**Request**
Copy out the records in full, word for word, without pictures.
***** Provided records *****
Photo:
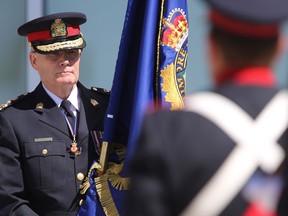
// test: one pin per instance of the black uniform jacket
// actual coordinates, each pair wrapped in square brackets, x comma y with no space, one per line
[38,174]
[179,151]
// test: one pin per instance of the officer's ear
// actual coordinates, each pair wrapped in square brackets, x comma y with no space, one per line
[282,45]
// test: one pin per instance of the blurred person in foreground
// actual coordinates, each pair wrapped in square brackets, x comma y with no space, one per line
[225,153]
[44,157]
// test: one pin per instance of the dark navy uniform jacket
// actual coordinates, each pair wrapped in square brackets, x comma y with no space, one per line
[179,151]
[38,175]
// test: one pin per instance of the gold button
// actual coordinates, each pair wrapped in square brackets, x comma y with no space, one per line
[80,176]
[44,151]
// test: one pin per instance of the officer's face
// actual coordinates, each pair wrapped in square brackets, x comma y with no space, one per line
[58,69]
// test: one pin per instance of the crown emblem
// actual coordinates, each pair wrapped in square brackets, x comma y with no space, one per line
[58,28]
[175,29]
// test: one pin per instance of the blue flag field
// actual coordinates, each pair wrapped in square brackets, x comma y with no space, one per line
[149,75]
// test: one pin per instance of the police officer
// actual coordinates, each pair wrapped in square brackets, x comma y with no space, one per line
[43,156]
[223,154]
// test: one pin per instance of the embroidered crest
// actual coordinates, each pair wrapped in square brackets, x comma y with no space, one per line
[58,28]
[172,73]
[175,29]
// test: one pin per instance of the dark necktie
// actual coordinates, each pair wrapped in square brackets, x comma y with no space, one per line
[66,104]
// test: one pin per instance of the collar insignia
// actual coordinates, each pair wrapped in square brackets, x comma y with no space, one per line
[94,102]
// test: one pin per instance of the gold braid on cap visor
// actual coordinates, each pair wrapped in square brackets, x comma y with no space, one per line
[61,45]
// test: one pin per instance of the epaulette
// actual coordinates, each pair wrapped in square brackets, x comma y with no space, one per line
[100,90]
[12,101]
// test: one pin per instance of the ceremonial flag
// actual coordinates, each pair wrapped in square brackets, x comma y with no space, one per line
[149,74]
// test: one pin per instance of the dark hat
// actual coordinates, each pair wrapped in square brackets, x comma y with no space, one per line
[55,32]
[255,18]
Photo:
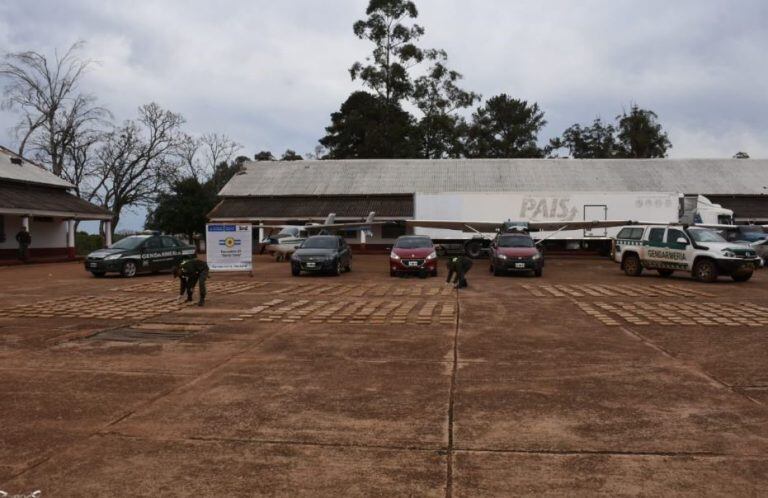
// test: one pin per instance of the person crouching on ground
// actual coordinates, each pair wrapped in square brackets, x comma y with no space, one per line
[458,268]
[192,272]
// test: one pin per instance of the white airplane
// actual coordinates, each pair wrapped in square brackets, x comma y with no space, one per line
[284,243]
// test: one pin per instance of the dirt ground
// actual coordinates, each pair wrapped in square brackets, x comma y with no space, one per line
[582,382]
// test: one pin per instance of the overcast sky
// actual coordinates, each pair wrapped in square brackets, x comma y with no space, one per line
[268,74]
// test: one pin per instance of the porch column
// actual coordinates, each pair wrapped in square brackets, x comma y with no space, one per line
[71,239]
[108,233]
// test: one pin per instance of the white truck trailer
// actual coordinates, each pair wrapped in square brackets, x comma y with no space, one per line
[649,207]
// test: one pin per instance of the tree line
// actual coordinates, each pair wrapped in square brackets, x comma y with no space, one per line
[411,105]
[400,74]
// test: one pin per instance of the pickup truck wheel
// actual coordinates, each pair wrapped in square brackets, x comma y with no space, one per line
[129,269]
[741,277]
[705,270]
[474,249]
[632,266]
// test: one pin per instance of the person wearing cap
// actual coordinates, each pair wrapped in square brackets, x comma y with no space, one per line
[458,267]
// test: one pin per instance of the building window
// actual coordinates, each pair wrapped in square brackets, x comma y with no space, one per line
[392,230]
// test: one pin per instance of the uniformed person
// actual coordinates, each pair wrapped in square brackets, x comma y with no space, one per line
[24,239]
[190,273]
[459,266]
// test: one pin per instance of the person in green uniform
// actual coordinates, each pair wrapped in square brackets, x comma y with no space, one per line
[457,269]
[192,272]
[24,239]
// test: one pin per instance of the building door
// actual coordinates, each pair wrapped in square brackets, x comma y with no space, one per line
[595,212]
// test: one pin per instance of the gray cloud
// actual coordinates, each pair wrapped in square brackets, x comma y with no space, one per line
[270,73]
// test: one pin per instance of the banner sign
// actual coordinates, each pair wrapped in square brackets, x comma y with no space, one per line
[229,247]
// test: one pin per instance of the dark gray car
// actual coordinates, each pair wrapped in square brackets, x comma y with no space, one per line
[322,254]
[139,253]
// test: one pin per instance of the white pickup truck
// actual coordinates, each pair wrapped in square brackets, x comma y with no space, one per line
[698,250]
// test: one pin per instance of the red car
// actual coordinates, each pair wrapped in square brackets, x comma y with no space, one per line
[515,252]
[413,254]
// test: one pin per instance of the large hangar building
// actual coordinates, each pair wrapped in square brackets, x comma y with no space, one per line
[298,192]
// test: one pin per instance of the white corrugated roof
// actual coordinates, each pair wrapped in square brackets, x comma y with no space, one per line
[27,172]
[706,176]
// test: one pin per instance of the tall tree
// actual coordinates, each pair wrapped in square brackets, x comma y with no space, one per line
[389,28]
[595,141]
[137,159]
[54,113]
[505,128]
[640,135]
[366,127]
[438,97]
[183,209]
[200,155]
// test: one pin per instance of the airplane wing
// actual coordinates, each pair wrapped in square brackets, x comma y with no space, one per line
[464,226]
[342,226]
[577,225]
[488,227]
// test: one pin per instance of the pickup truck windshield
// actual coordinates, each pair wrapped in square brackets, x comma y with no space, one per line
[515,241]
[703,235]
[413,243]
[129,243]
[320,243]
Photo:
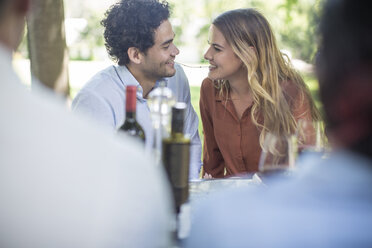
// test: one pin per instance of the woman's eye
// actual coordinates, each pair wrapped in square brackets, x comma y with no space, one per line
[217,49]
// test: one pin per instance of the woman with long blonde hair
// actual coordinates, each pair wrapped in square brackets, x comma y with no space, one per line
[251,90]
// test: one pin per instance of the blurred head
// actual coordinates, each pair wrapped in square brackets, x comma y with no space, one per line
[344,68]
[132,23]
[12,21]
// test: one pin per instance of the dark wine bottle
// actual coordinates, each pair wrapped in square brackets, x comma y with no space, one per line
[130,125]
[176,157]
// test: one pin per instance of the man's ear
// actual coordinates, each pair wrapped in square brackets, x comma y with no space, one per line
[134,55]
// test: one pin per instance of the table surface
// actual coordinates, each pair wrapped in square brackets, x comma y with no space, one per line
[200,189]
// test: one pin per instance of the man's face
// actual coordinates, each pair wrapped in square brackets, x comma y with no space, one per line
[158,62]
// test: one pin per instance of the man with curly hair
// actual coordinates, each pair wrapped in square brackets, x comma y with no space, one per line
[139,37]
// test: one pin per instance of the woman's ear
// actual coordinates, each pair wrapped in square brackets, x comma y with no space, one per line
[134,55]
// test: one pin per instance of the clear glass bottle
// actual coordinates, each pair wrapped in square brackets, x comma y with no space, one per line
[130,125]
[176,156]
[160,102]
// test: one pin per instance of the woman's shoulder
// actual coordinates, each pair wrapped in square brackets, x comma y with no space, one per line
[290,88]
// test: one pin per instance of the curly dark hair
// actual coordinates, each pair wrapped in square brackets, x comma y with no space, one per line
[132,23]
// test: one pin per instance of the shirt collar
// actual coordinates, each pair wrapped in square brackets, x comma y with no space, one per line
[128,79]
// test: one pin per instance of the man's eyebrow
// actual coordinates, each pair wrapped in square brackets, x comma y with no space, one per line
[168,41]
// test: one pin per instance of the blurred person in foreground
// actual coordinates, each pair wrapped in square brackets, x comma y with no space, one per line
*****
**Expected answer**
Photo:
// test: one pin per instance of the black uniform jacket
// actual coordinates, each pair wrapped in square brackets, x comma y with no space, one per line
[38,174]
[179,151]
// test: one pin per instance of the officer's ear
// actual coordinates, each pair wrapped in square brackets, x comma y with no space, one per line
[282,45]
// test: one pin per instance of the blurred person in foreground
// actual coordinates, each pair wrapped in square brackets, x comma y with no space, one per line
[225,153]
[44,157]
// test: one pin per instance of the dark navy uniform jacket
// actual coordinates, each pair wrapped in square brackets, x comma y with no space, one per line
[179,151]
[38,175]
// test: one pin per instance of the gold button
// actual coordinates, each pair wrapped in square brackets, x comma y with no space, one per line
[80,176]
[44,151]
// test: one pin per instance of the officer's face
// actual coordinates, each pair wrapped in square brackets, x comma y with no space, one per line
[58,69]
// test: one pin per instance of the crown emblem
// actual coordinates, each pair wrapped in square brackets, x comma y with no space, one per line
[58,28]
[175,29]
// test: one pin per instance of the blue flag field
// actual coordinates, each pair wrapped in square brackets, x comma y with no space, one per line
[149,75]
// test: one pin per instance of the police officer
// actual coordinates, each pair wrapped in square brackets, x comma y with no space, one per line
[43,156]
[223,154]
// test: one pin per instance of the embroidered crest
// actual coordinates, each pair wrapped in square brackets, x comma y with no space, one per line
[58,28]
[172,73]
[175,29]
// test: one pin per instance of the dark necktie
// actual coordinates, each pair wrapped in square brackets, x comma y with no space, one per line
[66,104]
// test: one pin per instance of the collar insignia
// actual coordinates, each pair wrapped in square brackets, x comma y with no space, one per line
[94,102]
// test: one pin per instance of the gold braid on cap visor
// actual coordinates, each pair wrapped in square brackets, x comma y with no space, one per line
[61,45]
// test: one pin per instance of the epaulette
// actual coordinates, each pair wrapped in square brackets, x comma y with no space, one per line
[100,90]
[12,101]
// test: one pin per instance of the ceremonial flag
// actual coordinates, each pair wrapped in square brackets, x comma y with no space, one per line
[149,74]
// test: one pin per instance of the dark hat
// actual coordinates, each pair wrapped in square brackets, x comma y with no space, one per line
[55,32]
[255,18]
Photo:
// test: one pin per instance of the person crouching on ground
// actual coordinates, each pair wrapped in square brackets, x comma y with no space, one per line
[458,268]
[192,272]
// test: one pin per instance of the white airplane
// actual coordinates, each pair wrapped in square brackets, x comma y with no space, one per line
[284,243]
// test: one pin per instance of the dirt ground
// actual coordinates, each pair wrapped in square brackets, x comma y with no space, one per line
[582,382]
// test: one pin per instance of the overcast sky
// actual coordinates, each pair wrapped in square brackets, x comma y with no space, one per line
[268,74]
// test: one pin per instance of the porch column
// actual coordinates, each pair wrapped in square brackets, x comma y with no space, one per line
[71,239]
[108,233]
// test: one pin per instance of the white truck trailer
// actual coordinates, each pair wrapped in square brackets, x comma y with no space, one per line
[649,207]
// test: one pin per instance of the tree line
// actual coordinates, each pair wrapped in square brackets, x comma y with no space, one per line
[411,105]
[400,74]
// test: one pin per instance of the pickup truck wheel
// actual coordinates, each pair wrapped in square brackets, x comma y with no space, one per line
[129,269]
[741,277]
[705,270]
[474,249]
[632,266]
// test: one pin per instance of the person wearing cap
// actual coordinates, each pair wrapped in square brackets, x comma y with no space, one per line
[458,267]
// test: one pin per instance of the building window
// actual coordinates, each pair wrapped in square brackets, x comma y with no space, one per line
[392,230]
// test: one pin per instance of the uniformed person
// actual coordinates, each pair wrapped in square brackets, x comma y with no space, one per line
[24,239]
[190,273]
[459,266]
// test: one pin per instance of the person in green uniform
// actual coordinates, each pair wrapped in square brackets, x comma y with no space, one per line
[457,269]
[192,272]
[24,239]
// test: one pin per instance of the building door
// actual coordinates, each pair wrapped in square brackets, x comma y with no space, one per line
[595,212]
// test: one pin per instance of the gray cloud
// actual coordinates, each pair wrapped in square brackets, x comma y with no space, one per line
[270,73]
// test: one pin per instance of the banner sign
// actual coordinates, each pair wrapped in square brackets, x comma y with no space, one per line
[229,247]
// test: one pin per instance of the dark gray car
// actual coordinates, each pair wrapped in square brackets, x comma y with no space, one per line
[322,254]
[139,253]
// test: one pin per instance of the white pickup truck
// actual coordinates, each pair wrapped in square brackets, x comma y with no space, one per line
[698,250]
// test: one pin per instance of the red car
// actual coordinates, each pair wrapped in square brackets, x comma y with no space, one per line
[515,252]
[413,254]
// test: one pin per instance of the large hangar building
// actual coordinates, each pair wrapped in square brackets, x comma y with no space, one per line
[298,192]
// test: one pin per instance of the white corrugated roof
// actual coordinates, each pair wrapped in square brackets, x comma y with no space, one per line
[27,172]
[706,176]
// test: one pin per instance of the tall tree
// actual coordinates, each pair wrapped in square brackets, x comma y with no space, one per line
[389,28]
[595,141]
[137,159]
[54,113]
[505,128]
[640,135]
[366,127]
[438,97]
[183,209]
[200,155]
// test: one pin per instance of the airplane wing
// actual coordinates, each pair wrapped in square brackets, x comma y with no space, one per line
[464,226]
[342,226]
[577,225]
[488,227]
// test: one pin per instance of the pickup truck windshield
// actual coordinates, each pair wrapped in square brackets, x comma y with no space, one per line
[515,241]
[703,235]
[413,243]
[129,243]
[320,243]
Photo:
// test: one pin per instance of the woman's eye
// actual coordinates, each pair wrapped in square brackets, x comma y with no space, one per line
[217,49]
// test: one pin per instance of the woman with long blonde hair
// actual coordinates, each pair wrapped in square brackets, x comma y with no space, one per line
[251,90]
// test: one pin per instance of the blurred head
// actual coordinates, each pair wrapped in square brackets, x comma y with no space, one per line
[344,68]
[132,23]
[12,21]
// test: one pin per instance of the dark wine bottle
// actual coordinates, each pair wrapped in square brackets, x comma y with no space, one per line
[130,125]
[176,157]
// test: one pin per instance of the man's ear
// actual coordinates, each pair wrapped in square brackets, x comma y with no space, one per line
[134,55]
// test: one pin per instance of the table surface
// actual coordinates, each pair wrapped in square brackets, x comma y with no space, one per line
[200,189]
// test: one pin per instance of the man's face
// actual coordinates, each pair wrapped in square brackets, x comma y with no space, one per line
[158,62]
// test: one pin per instance of the man with curly hair
// actual coordinates, each pair wrapped in square brackets, x comma y with no space, one per line
[139,37]
// test: one pin per instance of the woman's ear
// actual coordinates, each pair wrapped in square brackets, x comma y with no space, one per line
[134,55]
// test: one pin per instance of the clear glass bottle
// actual coordinates, each pair wrapped in square brackets, x comma y with no space, one per line
[130,125]
[176,156]
[160,102]
// test: one pin per instance of the woman's shoulder
// actual coordinates, each pair wrapped in square brackets, x comma y with no space, one per line
[290,88]
// test: one pin per instance of the curly dark hair
// actual coordinates, each pair wrapped in square brackets, x comma y with no space, one per line
[132,23]
// test: one pin per instance of the shirt collar
// actual coordinates, each pair wrapped in square brackets, x comma y with no space, one per line
[128,79]
// test: one pin per instance of the man's eyebrow
// actual coordinates, each pair wrapped in square brackets, x comma y with no space, one per line
[168,41]
// test: one pin per instance of the blurred person in foreground
// actual coordinates, each pair wrapped in square brackets, x comma y with no space, one per line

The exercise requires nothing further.